Matthew Putorti Matthew Putorti graduated Phi Beta Kappa from Boston College in 2006 with a B.A. in Political Science and International Studies.  While at BC, he spent a summer as a volunteer English teacher in Mozambique, co-led an immersion trip to El Salvador, studied abroad at Oxford University, and wrote a Political Science Honor’s thesis that examined the sovereignty paradigm vis-à-vis humanitarian intervention and the conflict in Darfur.  After graduating, Matthew spent one year volunteering in Sudan as the administrator of a program that brings young men from IDP camps in South Darfur to a technical school in the town of El Obeid for vocational training.  Upon returning to the US, Matthew served in the AmeriCorps National Civilian Community Corps, during which time he worked with Habitat for Humanity in the Gulf Coast and as an environmental education instructor at an outdoor school in southern California. 

At Fordham, Matthew is a member of the Fordham International Law Journal, a board member of the Student Hurricane Network, and co-chair of OUTLaws.  He spent his 1L summer as a Leitner intern with Advocacy Forum in Kathmandu, Nepal where he wrote a transitional justice guidebook to teach human rights defenders about the mechanisms (i.e. prosecutions, reparations) through which women can seek justice for human rights violations suffered during Nepal’s civil war.

 

Amy Rossnagel Amy graduated from the College of William and Mary in 2006.  During her college experience, she had the opportunity to study abroad in China, studying the language and culture at Tsinghua University in Beijing, concentrating on the minorities often overlooked in China’s western regions.  She also studied and interned in Argentina, studying public and private microfinance initiatives, and working with Avanzar, a University of Buenos Aires microfinance project working primarily with Bolivian immigrants in the villas of Buenos Aires.  This experience formed the basis for her bachelor’s thesis, Microfinance Institutions during Financial Crises.  Prior to returning to William and Mary, she spent a semester in New York City, interning for the Institute for International Humanitarian Affairs, housed at Fordham University.  After completing her bachelor’s, she was a Fulbright Scholar in Sweden, studying peace and conflict at Uppsala University.  Her project there was entitled Investigating Aid’s Role in Post-Conflict Situations, and she also helped to develop a dataset compiling events documented by the International Court for the Former Yugoslavia.

+++

EXERCISE GOAL: In the profiles, condense the paragraph beginning "At Fordham, Matthew is a member" into a short bulleted list that keeps its main facts. Draw only on the profiles above.

Referring expression data based on photos:
+++

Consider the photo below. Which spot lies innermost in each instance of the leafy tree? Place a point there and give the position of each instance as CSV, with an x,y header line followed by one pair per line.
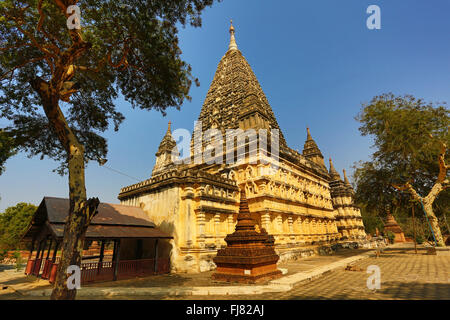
x,y
58,79
13,224
410,138
7,149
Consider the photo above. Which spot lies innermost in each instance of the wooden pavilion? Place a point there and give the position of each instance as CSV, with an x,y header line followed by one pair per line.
x,y
130,244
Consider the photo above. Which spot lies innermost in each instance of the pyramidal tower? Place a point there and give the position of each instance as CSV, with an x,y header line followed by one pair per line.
x,y
291,200
235,98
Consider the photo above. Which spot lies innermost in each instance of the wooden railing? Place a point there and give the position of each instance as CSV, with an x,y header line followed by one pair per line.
x,y
104,271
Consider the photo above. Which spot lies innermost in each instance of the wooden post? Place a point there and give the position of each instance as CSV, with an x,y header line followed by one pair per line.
x,y
49,248
100,260
156,256
38,250
43,249
116,257
31,250
414,228
55,251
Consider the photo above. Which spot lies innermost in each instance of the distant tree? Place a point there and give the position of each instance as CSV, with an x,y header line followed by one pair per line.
x,y
59,75
13,224
410,138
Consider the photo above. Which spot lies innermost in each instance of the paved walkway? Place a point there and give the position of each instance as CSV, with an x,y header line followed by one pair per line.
x,y
404,275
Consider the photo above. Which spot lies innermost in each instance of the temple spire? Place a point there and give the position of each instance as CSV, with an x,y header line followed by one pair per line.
x,y
345,178
333,173
312,151
308,137
233,45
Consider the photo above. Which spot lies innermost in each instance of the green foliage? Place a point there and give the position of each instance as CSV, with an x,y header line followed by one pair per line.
x,y
390,235
131,47
13,224
404,150
18,257
7,149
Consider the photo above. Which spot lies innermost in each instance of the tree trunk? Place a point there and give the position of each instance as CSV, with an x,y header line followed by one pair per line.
x,y
81,210
80,214
428,206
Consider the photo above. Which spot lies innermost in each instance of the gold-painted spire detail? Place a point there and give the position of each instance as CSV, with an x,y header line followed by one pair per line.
x,y
233,45
333,173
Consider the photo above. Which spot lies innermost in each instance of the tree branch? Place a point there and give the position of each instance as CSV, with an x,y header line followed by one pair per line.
x,y
442,166
408,187
3,76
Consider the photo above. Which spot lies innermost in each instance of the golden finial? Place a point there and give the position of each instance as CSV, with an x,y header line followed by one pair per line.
x,y
233,44
308,134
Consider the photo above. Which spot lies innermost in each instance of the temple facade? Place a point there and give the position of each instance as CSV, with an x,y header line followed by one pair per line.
x,y
291,195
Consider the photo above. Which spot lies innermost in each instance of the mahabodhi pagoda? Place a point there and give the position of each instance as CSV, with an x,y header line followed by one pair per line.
x,y
302,204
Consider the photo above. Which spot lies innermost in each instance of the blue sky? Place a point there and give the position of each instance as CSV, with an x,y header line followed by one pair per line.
x,y
316,62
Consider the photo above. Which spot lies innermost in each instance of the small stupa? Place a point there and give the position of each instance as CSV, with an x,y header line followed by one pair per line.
x,y
249,256
392,225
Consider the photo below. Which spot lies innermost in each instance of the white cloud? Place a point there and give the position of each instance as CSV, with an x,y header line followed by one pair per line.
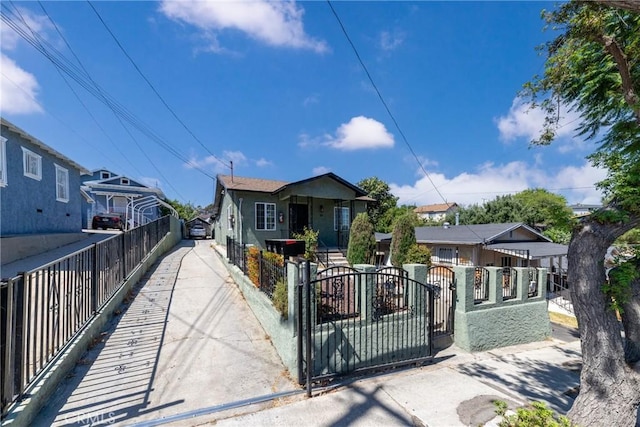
x,y
320,170
490,180
149,181
274,23
262,162
391,40
215,163
360,133
19,89
523,121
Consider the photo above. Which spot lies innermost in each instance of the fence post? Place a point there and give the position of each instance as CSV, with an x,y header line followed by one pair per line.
x,y
307,285
125,272
260,269
94,279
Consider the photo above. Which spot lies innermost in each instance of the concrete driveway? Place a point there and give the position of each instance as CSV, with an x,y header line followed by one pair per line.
x,y
187,340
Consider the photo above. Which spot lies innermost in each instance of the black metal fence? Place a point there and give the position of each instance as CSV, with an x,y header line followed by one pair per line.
x,y
350,320
509,283
42,310
268,271
480,285
237,254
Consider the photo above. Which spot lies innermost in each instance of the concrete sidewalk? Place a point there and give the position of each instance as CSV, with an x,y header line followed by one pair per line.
x,y
188,351
186,340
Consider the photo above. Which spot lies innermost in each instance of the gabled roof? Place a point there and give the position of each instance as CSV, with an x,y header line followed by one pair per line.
x,y
472,234
44,147
440,207
250,184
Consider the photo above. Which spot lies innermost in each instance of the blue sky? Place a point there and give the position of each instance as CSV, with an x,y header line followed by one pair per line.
x,y
276,88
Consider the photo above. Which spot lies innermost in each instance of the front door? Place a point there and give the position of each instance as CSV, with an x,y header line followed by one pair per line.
x,y
298,218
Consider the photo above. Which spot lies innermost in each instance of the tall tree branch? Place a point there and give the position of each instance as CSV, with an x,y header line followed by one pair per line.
x,y
622,64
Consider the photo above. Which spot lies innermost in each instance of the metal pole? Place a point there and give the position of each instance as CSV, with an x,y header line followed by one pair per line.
x,y
299,285
307,284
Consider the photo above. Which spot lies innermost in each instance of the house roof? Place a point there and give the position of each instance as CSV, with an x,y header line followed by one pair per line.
x,y
537,250
250,184
472,234
44,147
440,207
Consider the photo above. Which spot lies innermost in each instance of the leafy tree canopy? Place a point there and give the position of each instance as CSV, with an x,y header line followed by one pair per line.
x,y
384,200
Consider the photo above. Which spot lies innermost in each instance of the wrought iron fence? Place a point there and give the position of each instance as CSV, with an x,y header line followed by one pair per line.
x,y
509,283
42,310
237,254
481,285
266,271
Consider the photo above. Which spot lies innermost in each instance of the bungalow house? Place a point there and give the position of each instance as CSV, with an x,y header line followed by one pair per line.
x,y
203,220
500,245
437,212
108,192
39,195
253,210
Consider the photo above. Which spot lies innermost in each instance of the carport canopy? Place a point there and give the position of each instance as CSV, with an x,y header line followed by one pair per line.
x,y
530,250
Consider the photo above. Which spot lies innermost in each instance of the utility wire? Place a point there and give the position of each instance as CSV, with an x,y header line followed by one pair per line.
x,y
78,76
102,95
384,103
124,51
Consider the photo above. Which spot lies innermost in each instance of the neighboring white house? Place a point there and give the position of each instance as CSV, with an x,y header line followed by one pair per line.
x,y
436,212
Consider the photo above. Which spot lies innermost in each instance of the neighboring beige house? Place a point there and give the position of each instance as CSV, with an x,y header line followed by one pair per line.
x,y
436,212
500,245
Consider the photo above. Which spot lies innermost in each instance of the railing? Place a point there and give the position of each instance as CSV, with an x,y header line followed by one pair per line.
x,y
509,283
481,285
42,310
264,272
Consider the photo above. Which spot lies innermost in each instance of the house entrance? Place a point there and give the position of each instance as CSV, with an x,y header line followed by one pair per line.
x,y
298,218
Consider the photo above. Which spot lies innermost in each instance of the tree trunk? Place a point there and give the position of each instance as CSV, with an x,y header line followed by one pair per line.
x,y
631,322
609,389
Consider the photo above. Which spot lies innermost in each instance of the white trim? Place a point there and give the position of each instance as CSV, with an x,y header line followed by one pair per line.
x,y
344,226
267,225
30,159
3,161
62,183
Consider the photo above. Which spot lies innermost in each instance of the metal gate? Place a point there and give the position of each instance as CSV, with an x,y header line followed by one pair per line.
x,y
350,320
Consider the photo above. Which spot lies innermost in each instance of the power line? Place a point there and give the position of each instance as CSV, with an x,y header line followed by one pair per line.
x,y
124,51
47,49
90,86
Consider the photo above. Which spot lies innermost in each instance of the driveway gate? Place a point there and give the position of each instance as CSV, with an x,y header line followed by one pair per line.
x,y
350,320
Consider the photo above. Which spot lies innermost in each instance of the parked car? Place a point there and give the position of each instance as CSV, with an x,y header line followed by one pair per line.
x,y
197,231
107,220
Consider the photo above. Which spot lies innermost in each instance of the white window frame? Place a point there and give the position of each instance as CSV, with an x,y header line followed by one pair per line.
x,y
447,259
3,161
268,216
230,217
344,220
29,159
62,183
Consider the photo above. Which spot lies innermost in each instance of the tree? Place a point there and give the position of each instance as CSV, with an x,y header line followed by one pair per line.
x,y
185,211
402,239
362,241
592,67
384,200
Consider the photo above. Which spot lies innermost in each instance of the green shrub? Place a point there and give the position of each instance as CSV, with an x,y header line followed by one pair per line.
x,y
362,241
310,238
281,298
418,255
537,415
402,239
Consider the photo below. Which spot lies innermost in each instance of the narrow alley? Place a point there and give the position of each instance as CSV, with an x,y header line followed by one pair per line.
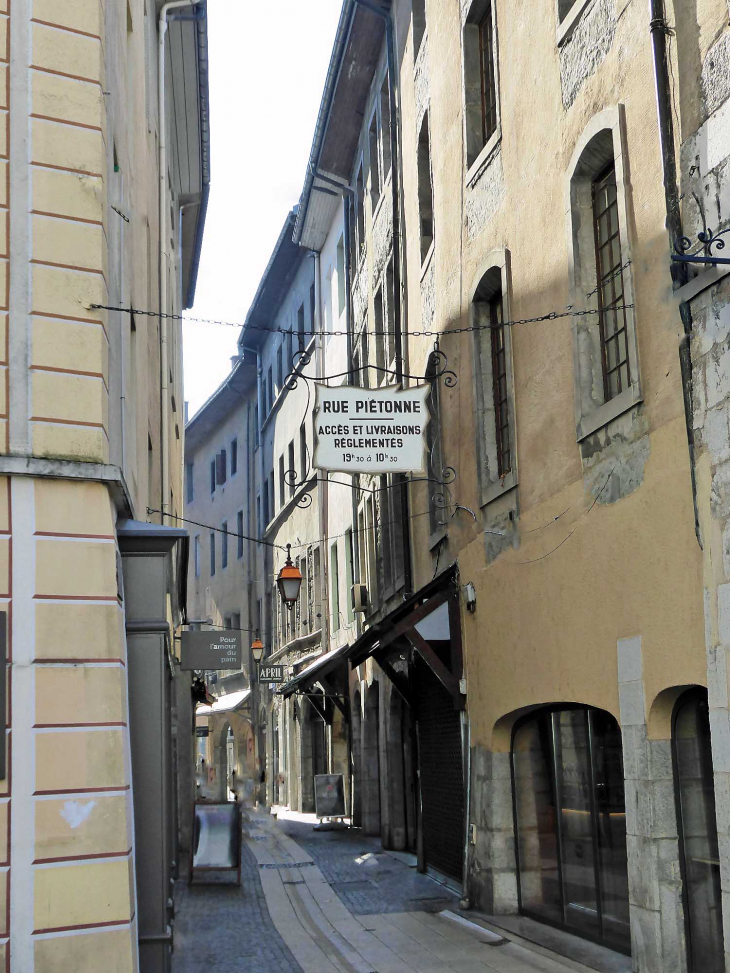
x,y
321,901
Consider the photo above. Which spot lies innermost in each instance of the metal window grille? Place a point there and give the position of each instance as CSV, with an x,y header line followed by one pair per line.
x,y
610,288
486,63
499,386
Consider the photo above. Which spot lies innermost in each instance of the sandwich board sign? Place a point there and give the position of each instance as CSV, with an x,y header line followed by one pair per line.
x,y
211,650
361,430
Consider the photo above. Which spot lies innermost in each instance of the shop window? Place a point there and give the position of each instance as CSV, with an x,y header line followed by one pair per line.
x,y
698,833
568,787
425,188
496,454
481,91
605,350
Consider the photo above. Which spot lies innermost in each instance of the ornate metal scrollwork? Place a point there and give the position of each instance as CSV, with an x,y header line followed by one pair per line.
x,y
701,252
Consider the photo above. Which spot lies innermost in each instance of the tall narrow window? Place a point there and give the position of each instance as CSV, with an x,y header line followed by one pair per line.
x,y
481,78
495,408
301,340
500,386
374,163
612,320
341,282
349,573
335,587
425,188
379,337
698,833
303,456
419,24
360,211
385,130
486,70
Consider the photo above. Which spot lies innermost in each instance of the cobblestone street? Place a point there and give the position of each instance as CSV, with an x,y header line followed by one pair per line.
x,y
327,901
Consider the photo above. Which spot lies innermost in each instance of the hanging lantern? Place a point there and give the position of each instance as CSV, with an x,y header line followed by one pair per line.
x,y
257,649
289,581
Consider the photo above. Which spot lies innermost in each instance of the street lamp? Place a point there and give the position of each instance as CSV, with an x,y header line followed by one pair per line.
x,y
289,581
257,649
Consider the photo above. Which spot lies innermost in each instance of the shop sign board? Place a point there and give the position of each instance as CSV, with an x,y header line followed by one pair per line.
x,y
271,674
361,430
329,795
211,650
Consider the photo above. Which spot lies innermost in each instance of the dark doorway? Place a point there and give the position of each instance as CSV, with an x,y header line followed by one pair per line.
x,y
698,833
438,725
570,818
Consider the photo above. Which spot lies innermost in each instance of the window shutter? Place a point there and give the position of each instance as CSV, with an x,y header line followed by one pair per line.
x,y
220,467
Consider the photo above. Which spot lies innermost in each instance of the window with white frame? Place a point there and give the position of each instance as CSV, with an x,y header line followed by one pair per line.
x,y
481,79
494,382
425,188
605,353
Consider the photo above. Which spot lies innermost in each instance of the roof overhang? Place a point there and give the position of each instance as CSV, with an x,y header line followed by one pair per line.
x,y
224,704
225,400
187,97
280,270
357,48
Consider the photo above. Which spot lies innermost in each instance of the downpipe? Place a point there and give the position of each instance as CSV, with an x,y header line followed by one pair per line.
x,y
163,254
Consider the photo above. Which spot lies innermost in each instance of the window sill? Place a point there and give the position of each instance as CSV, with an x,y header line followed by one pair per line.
x,y
608,411
569,23
436,536
484,158
498,488
427,260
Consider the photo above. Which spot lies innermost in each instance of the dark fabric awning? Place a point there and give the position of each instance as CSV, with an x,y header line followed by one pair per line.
x,y
324,671
429,618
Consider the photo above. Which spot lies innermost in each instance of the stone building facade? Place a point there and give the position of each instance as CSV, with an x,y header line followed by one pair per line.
x,y
91,438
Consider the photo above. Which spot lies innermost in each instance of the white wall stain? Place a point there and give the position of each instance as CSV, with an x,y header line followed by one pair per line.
x,y
75,813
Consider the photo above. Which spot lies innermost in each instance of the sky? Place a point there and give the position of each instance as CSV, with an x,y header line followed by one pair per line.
x,y
268,63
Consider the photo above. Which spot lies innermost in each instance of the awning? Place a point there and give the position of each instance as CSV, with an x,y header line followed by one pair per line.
x,y
323,671
224,704
428,618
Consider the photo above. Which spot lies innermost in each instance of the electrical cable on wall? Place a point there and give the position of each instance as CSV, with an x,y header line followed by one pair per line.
x,y
549,316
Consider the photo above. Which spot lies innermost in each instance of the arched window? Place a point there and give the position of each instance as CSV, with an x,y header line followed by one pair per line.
x,y
604,344
496,453
571,823
698,833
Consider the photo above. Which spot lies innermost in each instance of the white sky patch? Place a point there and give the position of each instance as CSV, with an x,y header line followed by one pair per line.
x,y
268,63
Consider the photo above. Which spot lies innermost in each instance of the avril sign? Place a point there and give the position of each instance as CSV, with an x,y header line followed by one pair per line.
x,y
361,430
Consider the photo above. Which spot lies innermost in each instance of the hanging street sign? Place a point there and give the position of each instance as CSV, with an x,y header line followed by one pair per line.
x,y
360,430
271,674
211,650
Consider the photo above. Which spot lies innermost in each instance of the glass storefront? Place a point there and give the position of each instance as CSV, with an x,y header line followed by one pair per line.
x,y
698,833
571,824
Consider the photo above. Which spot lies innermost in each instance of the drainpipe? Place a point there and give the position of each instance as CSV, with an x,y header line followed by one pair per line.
x,y
163,259
659,30
322,491
395,180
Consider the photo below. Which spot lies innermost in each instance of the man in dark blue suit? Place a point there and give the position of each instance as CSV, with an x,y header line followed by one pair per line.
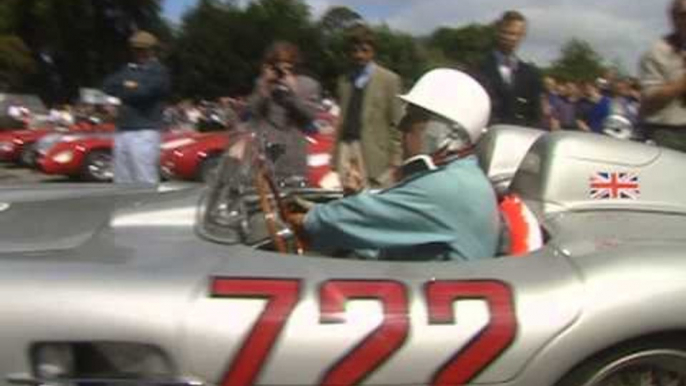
x,y
515,87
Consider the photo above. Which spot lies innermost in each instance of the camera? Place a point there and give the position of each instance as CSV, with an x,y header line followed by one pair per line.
x,y
280,73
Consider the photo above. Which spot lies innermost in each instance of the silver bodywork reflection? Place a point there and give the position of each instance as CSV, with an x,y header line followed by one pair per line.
x,y
128,272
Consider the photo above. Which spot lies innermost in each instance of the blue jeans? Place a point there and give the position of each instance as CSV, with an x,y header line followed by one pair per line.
x,y
137,156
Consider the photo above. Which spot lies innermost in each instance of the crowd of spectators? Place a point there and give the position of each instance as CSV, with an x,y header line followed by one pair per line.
x,y
585,106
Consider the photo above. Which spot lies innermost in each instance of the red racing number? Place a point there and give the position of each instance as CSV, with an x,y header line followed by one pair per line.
x,y
380,344
489,343
282,297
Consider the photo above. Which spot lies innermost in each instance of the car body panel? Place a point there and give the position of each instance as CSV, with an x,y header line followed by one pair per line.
x,y
80,146
12,142
137,267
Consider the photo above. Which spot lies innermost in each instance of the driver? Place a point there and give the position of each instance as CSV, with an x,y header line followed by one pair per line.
x,y
443,207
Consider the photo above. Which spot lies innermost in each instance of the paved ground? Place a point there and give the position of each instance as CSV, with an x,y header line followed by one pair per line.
x,y
10,174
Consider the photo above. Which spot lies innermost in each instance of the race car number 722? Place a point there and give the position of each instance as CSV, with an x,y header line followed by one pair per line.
x,y
378,346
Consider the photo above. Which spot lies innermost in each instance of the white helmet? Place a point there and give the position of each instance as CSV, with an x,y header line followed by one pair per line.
x,y
455,96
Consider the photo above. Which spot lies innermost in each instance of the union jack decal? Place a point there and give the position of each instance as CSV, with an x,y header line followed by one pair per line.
x,y
607,186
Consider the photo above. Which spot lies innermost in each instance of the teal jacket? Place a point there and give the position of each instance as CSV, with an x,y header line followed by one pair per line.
x,y
449,213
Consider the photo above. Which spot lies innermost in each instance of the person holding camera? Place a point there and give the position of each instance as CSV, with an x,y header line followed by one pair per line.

+++

EXERCISE RESULT:
- At Fordham, Matthew belongs to the Fordham International Law Journal, sits on the board of the Student Hurricane Network, and is co-chair of OUTLaws.
- In his 1L summer, he was a Leitner intern with Advocacy Forum in Kathmandu, Nepal.
- There he wrote a transitional justice guidebook. It teaches human rights defenders the mechanisms, such as prosecutions and reparations, through which women can seek justice for human rights violations suffered during Nepal's civil war.